*Required work*
a) List every fashion designer the article on the Met's "Superheroes: Fashion & Fantasy" exhibition names as having created fashions shown alongside the film and TV costumes.
b) Carry the article about the Met's "Superheroes: Fashion & Fantasy" exhibition forward from its final sentence.

*Extracted text*
'Superheroes: Fashion & Fantasy' at the Met
Holy cultural zeitgeist, Batman! Comic books have
invaded the Met.
That's right, Robin. All the favorites are here - including Batman, Spider-Man, X-Men, the Flash, even Iron Man, fresh from his recent film debut. With "The Incredible Hulk" hitting theaters in June, "The Dark Knight" (a Batman epic) in July, the Metropolitan Museum of Art is right in step with the Costume Institute's newest exhibition, "Superheroes: Fashion & Fantasy."
"Fashion and superheroes may seem like strange bedfellows," says Costume Institute curator Andrew Bolton. But both deal with "issues of the body, identity, transformation."
The exhibit displays film and TV costumes (like Robert Downey Jr.'s Iron Man suit, Lynda Carter's Wonder Woman get-up, Michelle Pfeiffer's Catwoman garb) alongside similar fashions created by designers like Giorgio Armani (the exhibit's honorary chair), Thierry Mugler and John Galliano.
Armani marveled at some of the out-there outfits. "Did these guys actually have the guts to show these on the runways?" he asked, speaking through an interpreter at the press preview.
Besides the crazy couture, the exhibit also showcases vintage comic book covers; high-tech sports gear by Spyder, Nike and Speedo; and futuristic "wing suits" by Brooklyn-based Atair Aerospace (which is developing jet-propelled flight suits for the military). "You can jump out of a plane over England and land in France," said Atair CEO Daniel Preston, who admits the versions on display are fudged a bit. The real deal? Top secret.

*Excerpted records*
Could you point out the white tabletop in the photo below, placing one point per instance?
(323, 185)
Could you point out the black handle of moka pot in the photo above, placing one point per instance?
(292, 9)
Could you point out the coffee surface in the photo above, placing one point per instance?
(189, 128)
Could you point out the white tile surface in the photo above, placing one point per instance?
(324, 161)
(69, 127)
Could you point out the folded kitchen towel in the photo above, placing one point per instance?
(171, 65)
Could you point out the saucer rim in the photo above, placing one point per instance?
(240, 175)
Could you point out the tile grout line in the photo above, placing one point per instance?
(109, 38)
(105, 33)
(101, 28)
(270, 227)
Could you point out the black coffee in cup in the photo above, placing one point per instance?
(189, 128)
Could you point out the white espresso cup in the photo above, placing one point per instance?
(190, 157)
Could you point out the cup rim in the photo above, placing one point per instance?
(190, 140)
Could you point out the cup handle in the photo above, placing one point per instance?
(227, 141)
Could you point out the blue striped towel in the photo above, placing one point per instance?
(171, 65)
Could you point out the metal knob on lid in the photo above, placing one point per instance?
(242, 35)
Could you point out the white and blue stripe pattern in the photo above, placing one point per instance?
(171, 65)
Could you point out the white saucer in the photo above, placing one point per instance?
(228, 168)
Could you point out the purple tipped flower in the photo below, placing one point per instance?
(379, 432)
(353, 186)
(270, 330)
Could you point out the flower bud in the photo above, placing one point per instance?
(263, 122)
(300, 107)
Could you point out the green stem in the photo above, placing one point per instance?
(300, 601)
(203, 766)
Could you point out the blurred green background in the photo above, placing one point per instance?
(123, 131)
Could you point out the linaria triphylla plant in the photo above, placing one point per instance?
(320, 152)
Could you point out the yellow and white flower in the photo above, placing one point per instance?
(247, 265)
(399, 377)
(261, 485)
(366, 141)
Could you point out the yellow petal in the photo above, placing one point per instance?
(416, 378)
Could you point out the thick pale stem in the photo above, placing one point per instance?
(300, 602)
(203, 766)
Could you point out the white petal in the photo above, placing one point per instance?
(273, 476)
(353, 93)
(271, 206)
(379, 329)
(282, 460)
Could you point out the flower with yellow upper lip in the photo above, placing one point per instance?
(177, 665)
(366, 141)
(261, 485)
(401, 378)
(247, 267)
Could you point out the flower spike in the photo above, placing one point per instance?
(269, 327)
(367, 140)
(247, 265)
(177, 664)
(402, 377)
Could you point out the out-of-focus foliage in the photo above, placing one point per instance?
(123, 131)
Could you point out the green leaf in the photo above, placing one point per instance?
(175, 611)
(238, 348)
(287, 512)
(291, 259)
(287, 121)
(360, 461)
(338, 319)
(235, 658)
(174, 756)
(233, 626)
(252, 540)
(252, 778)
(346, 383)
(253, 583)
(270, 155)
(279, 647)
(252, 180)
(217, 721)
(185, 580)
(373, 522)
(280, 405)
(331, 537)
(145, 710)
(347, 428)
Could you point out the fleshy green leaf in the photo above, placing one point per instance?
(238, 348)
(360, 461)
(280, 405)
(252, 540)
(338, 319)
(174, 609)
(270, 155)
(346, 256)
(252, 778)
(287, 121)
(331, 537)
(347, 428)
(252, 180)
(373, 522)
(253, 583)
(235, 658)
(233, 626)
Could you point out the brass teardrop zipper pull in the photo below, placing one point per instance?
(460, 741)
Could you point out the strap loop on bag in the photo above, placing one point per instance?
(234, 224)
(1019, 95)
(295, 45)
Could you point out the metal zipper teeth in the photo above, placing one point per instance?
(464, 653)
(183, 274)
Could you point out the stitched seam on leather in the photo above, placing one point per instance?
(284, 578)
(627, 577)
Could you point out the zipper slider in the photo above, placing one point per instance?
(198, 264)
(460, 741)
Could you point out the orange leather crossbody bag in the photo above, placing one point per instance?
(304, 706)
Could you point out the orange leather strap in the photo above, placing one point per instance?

*Responses by task*
a) Giorgio Armani, Thierry Mugler, John Galliano

b)
Seems the gap between superheroes and mortals is narrowing. Of course, that's most apparent on entering the exhibit, where we see Clark Kent's brown suit transform in a haze - thanks to a nifty, Victorian-era magician's trick of smoke and mirrors - into the iconic Superman suit worn by Christopher Reeve in the 1978 film. The effect is haunting, especially given Reeve's trajectory - donning the costume and catapulting to fame, only to be paralyzed later in a horseback riding accident.
Still, the image of him in the suit lived on, empowering him to organize and accelerate medical research like no one had done before. For a time, he and his hard-working wife, Dana, were cogent reminders that superheroes do, indeed, live among us. And not just in museums, or multiplexes.
WHEN&WHERE "Superheroes," through Sept. 1 at the Metropolitan Museum of Art, 212-535-7710, or metmuseum.org.